ACTIVITIES:
(a) Render the sentence "The old cliché about London is that British food is terrible." from the dining article into French.
(b) From the dining article, list every ingredient with which the whole fish of the day at Sotto Varalli was roasted.

12 Eateries in 12 Months, Part I


Over the past twelve months, we have enjoyed a wide variety of dining experiences – from wine and cheese with Amy and Steven at The Point in Corona del Mar to Ben’s seafood boil on the back deck in Corolla, from champagne and gobelins at Le Bar du Plaza Athénée (near the Seine) to schnitzel and weisswurst in the basement of the Shawnee Presbyterian Church (near the Delaware). Actually, to be perfectly frank, the wife didn’t really "enjoy" that last one so much.

At any rate, along the way, we discovered a few new restaurants, and rediscovered some old favorites. Here’s 12 Eateries, more or less, in 12 Months:

  1. Last February, we were hanging out in Philadelphia for my birthday. We will always have a soft spot in our hearts for Davio’s, site of an early romantic evening for us, but on this particular trip we literally stumbled in from the freezing cold at Sotto Varalli. Located in Philly’s theater district, Sotto Varalli is comfortably intimate, with imaginatively prepared seafood and a side dish of live jazz. We shared some fresh shucked oysters and a couple of dirty martinis, and I had the whole fish of the day, roasted with fennel, tomatoes, celery leaves, Yukon potatoes, lemon and extra virgin olive oil. Topping it all off, for dessert – a couple of scoops of the extraordinary gelato made by nearby Capogiro, Philadelphia’s own gelato artisans. Try the Bacio (chocolate-hazelnut) or, for something a little edgier, the Lime Cilantro.
  2. We enjoyed a trip to London last May, for a friend’s wedding. The old cliché about London is that British food is terrible. Having lived there for a couple of years earlier in this decade, however, I can tell you that, cuisine-wise, London ain’t your father’s Old London anymore – the city now boasts some of the best restaurants in the world. We didn’t go out of our way to visit the justly-praised Terence Conran establishments, or Jamie Oliver’s Fifteen, though. Instead, we chowed down more casually at Wagamama, the now-ubiquitous noodle bar that typifies the trickle-down effect of London’s explosion of cuisine. The Soho and Covent Garden locations were old haunts of mine, but this time the wife and I enjoyed lunch at the Tower Hill spot. Seating is family style, in a modernized echo of the best tradition of British chop houses, on long pine-and-aluminum bench tables, and the atmosphere is always bright, noisy and cheery. My long-standing favorite Wagamama dish is the Yaki Soba – “teppan-fried soba noodles with egg, chicken, shrimps, onions, green and red peppers, beansprouts and spring onions, garnished with black and white sesame seeds, fried shallots and red ginger” – with a bottle of Asahi Super Dry. The wife enjoyed the Seafood Ramen and some fancy fresh juice, while we shared some excellent gyoza. (Watch for two new Wagamama locations, the first in the U.S., opening in Boston later this year.)

Stored records
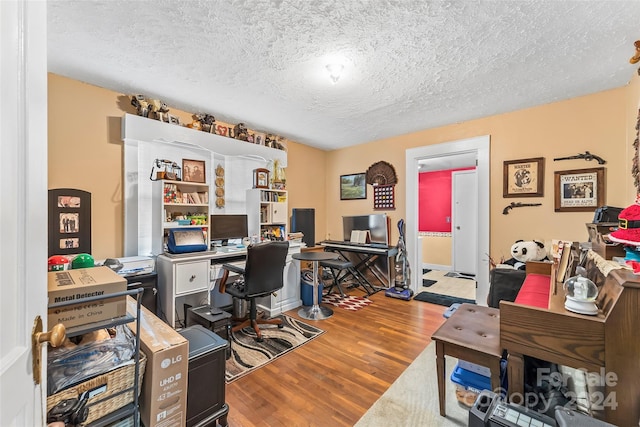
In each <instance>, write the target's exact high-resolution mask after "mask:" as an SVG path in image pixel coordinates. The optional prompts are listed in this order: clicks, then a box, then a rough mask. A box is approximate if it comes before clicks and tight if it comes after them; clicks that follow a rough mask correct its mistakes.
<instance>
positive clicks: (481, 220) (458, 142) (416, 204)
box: [406, 135, 490, 305]
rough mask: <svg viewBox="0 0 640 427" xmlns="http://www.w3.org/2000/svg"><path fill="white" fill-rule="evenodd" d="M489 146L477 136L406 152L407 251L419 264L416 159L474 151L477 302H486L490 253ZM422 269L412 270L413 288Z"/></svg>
mask: <svg viewBox="0 0 640 427" xmlns="http://www.w3.org/2000/svg"><path fill="white" fill-rule="evenodd" d="M489 147H490V136H489V135H484V136H478V137H474V138H468V139H462V140H458V141H452V142H446V143H442V144H434V145H428V146H424V147H417V148H412V149H409V150H407V151H406V172H407V176H406V179H407V194H406V200H407V208H406V224H407V242H406V243H407V251H408V254H409V257H410V262H411V265H422V262H421V259H420V258H418V254H419V251H418V237H419V236H418V170H419V168H418V162H419V161H420V160H423V159H428V158H436V157H443V156H452V155H457V154H465V153H474V152H475V153H476V159H477V163H478V164H477V168H476V171H477V173H478V247H477V254H478V256H477V258H478V269H477V272H478V274H477V276H476V282H477V290H476V301H477V302H478V304H482V305H485V304H486V300H487V295H488V293H489V260H488V258H486V257H483V256H482V254H488V253H489V244H490V242H489V236H490V232H489V227H490V215H489V203H490V197H489V194H490V175H489ZM421 274H422V271H421V270H419V269H415V268H414V269H412V271H411V288H412V289H413V290H414V292H415V291H417V289H418V288H419V286H420V285H421V284H422V280H421V279H422V276H421Z"/></svg>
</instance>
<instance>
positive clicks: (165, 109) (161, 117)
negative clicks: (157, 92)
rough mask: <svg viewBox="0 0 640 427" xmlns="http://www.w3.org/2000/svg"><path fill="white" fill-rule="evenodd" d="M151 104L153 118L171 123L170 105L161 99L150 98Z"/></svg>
mask: <svg viewBox="0 0 640 427" xmlns="http://www.w3.org/2000/svg"><path fill="white" fill-rule="evenodd" d="M149 105H150V107H151V113H153V117H152V118H154V119H156V120H160V121H161V122H167V123H169V114H168V113H169V107H168V106H167V104H165V103H164V102H162V101H160V100H159V99H151V100H149Z"/></svg>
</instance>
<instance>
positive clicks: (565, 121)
mask: <svg viewBox="0 0 640 427" xmlns="http://www.w3.org/2000/svg"><path fill="white" fill-rule="evenodd" d="M639 99H640V83H639V82H638V76H636V75H635V73H634V76H633V79H632V82H631V84H630V85H628V86H625V87H622V88H618V89H613V90H610V91H606V92H600V93H596V94H593V95H589V96H584V97H580V98H575V99H571V100H567V101H562V102H557V103H553V104H548V105H544V106H540V107H535V108H529V109H525V110H520V111H515V112H511V113H507V114H501V115H497V116H492V117H488V118H483V119H478V120H472V121H468V122H463V123H459V124H454V125H450V126H444V127H439V128H435V129H428V130H424V131H420V132H415V133H412V134H408V135H403V136H399V137H395V138H389V139H385V140H381V141H374V142H370V143H368V144H362V145H358V146H354V147H349V148H345V149H342V150H336V151H331V152H324V151H321V150H317V149H314V148H311V147H307V146H304V145H301V144H296V143H289V144H288V147H289V149H288V152H289V154H288V157H289V159H288V163H289V166H288V167H287V170H286V174H287V189H288V190H289V200H290V204H289V208H290V209H291V208H294V207H299V208H315V209H316V240H318V241H319V240H322V239H324V238H337V239H340V238H341V236H342V220H341V218H342V216H343V215H362V214H369V213H377V212H380V211H375V212H374V211H373V195H372V191H371V187H370V186H368V189H367V190H368V191H367V196H368V197H367V199H366V200H349V201H341V200H340V194H339V176H340V175H344V174H351V173H357V172H365V171H366V170H367V168H368V167H369V166H370V165H371V164H373V163H375V162H377V161H380V160H385V161H387V162H389V163H391V164H392V165H394V167H395V169H396V173H397V175H398V180H399V182H398V185H397V186H396V209H395V210H393V211H387V213H388V214H389V216H390V218H391V225H392V228H391V229H392V243H394V244H395V242H396V241H397V238H398V233H397V228H396V226H395V224H396V223H397V222H398V220H399V219H400V218H404V212H405V205H406V202H405V191H406V183H405V150H406V149H408V148H414V147H419V146H425V145H431V144H437V143H442V142H449V141H455V140H459V139H464V138H469V137H475V136H479V135H490V136H491V164H490V168H491V189H492V192H491V201H490V202H491V224H490V227H491V234H490V237H491V255H492V257H493V258H494V259H495V258H499V257H501V256H504V255H507V254H508V251H509V248H510V247H511V244H512V243H513V241H514V240H517V239H534V238H535V239H541V240H549V239H551V238H556V237H559V238H563V239H574V240H585V239H586V229H585V226H584V224H585V223H586V222H589V221H590V220H591V219H592V218H593V214H592V213H588V212H587V213H573V212H571V213H567V212H563V213H555V212H554V209H553V171H555V170H567V169H579V168H591V167H595V166H597V164H596V163H595V162H586V161H583V160H571V161H564V162H554V161H553V158H554V157H559V156H567V155H573V154H577V153H580V152H584V151H585V150H589V151H591V152H592V153H594V154H597V155H600V156H602V157H603V158H605V159H606V160H607V161H608V163H607V165H605V167H606V181H607V183H606V184H607V185H606V193H607V197H606V203H607V204H609V205H613V206H621V207H624V206H627V205H629V204H630V203H631V202H633V198H634V197H635V194H636V191H635V188H634V186H633V182H632V178H631V174H630V167H631V158H632V154H633V149H632V142H633V140H634V138H635V129H634V126H635V120H636V118H637V113H638V100H639ZM48 102H49V123H48V126H49V176H48V179H49V188H80V189H83V190H86V191H90V192H91V193H92V194H93V198H92V201H93V206H92V207H93V215H92V224H93V255H94V257H96V258H97V259H100V258H105V257H109V256H121V255H122V253H123V235H122V234H123V204H122V165H123V160H122V143H121V140H120V137H121V136H120V119H121V117H122V115H123V114H124V112H130V113H134V114H135V110H134V109H133V107H132V106H131V105H130V103H129V99H128V98H127V97H126V96H124V95H123V94H120V93H117V92H113V91H110V90H107V89H102V88H98V87H95V86H91V85H87V84H84V83H81V82H78V81H75V80H71V79H67V78H64V77H61V76H57V75H54V74H49V100H48ZM172 113H174V114H177V115H178V116H179V117H180V119H181V120H182V122H190V121H191V115H190V114H188V113H185V112H180V111H175V110H172ZM221 113H223V112H221ZM248 125H249V127H251V126H250V124H248ZM529 157H545V158H546V167H545V185H544V197H542V198H535V199H534V198H531V199H528V200H526V199H525V200H523V201H531V202H534V201H535V202H542V203H543V206H541V207H535V208H521V209H517V210H515V209H514V210H513V211H512V212H511V213H510V214H509V215H502V209H503V208H504V206H506V205H507V204H508V203H509V202H511V201H513V200H517V199H504V198H503V197H502V164H503V161H505V160H513V159H522V158H529ZM150 167H151V165H150Z"/></svg>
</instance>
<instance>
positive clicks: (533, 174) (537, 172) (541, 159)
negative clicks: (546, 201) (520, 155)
mask: <svg viewBox="0 0 640 427" xmlns="http://www.w3.org/2000/svg"><path fill="white" fill-rule="evenodd" d="M542 196H544V157H536V158H532V159H521V160H509V161H506V162H504V167H503V188H502V197H542Z"/></svg>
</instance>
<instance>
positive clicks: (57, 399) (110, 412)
mask: <svg viewBox="0 0 640 427" xmlns="http://www.w3.org/2000/svg"><path fill="white" fill-rule="evenodd" d="M146 362H147V357H146V356H145V355H144V353H143V352H140V369H139V371H138V372H139V375H138V395H139V394H140V388H141V385H142V378H143V376H144V368H145V366H146ZM135 369H136V366H135V364H133V363H132V364H129V365H126V366H123V367H121V368H118V369H114V370H113V371H109V372H107V373H105V374H102V375H98V376H97V377H93V378H91V379H89V380H87V381H84V382H81V383H79V384H76V385H75V386H73V387H69V388H67V389H64V390H62V391H59V392H58V393H56V394H52V395H51V396H49V397H47V412H49V411H50V410H51V408H53V407H54V406H55V405H57V404H58V403H59V402H61V401H62V400H65V399H74V398H78V396H79V395H80V394H82V393H84V392H85V391H89V390H96V392H98V391H100V392H99V393H97V394H95V395H94V396H92V397H90V398H89V400H88V401H87V408H89V416H88V417H87V420H86V421H85V424H88V423H91V422H93V421H95V420H98V419H100V418H102V417H104V416H105V415H108V414H110V413H111V412H113V411H115V410H117V409H120V408H122V407H123V406H125V405H127V404H129V403H131V402H133V390H129V391H127V392H125V393H121V394H117V393H118V392H120V391H122V390H126V389H128V388H131V387H133V382H134V381H133V379H134V376H135V372H136V371H135ZM115 394H117V395H116V396H114V395H115ZM111 396H113V397H111Z"/></svg>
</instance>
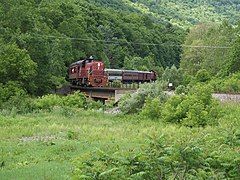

OUTPUTS BY TASK:
(a) Le vieux cliché sur Londres, c'est que la cuisine britannique est terrible.

(b)
- fennel
- tomatoes
- celery leaves
- Yukon potatoes
- lemon
- extra virgin olive oil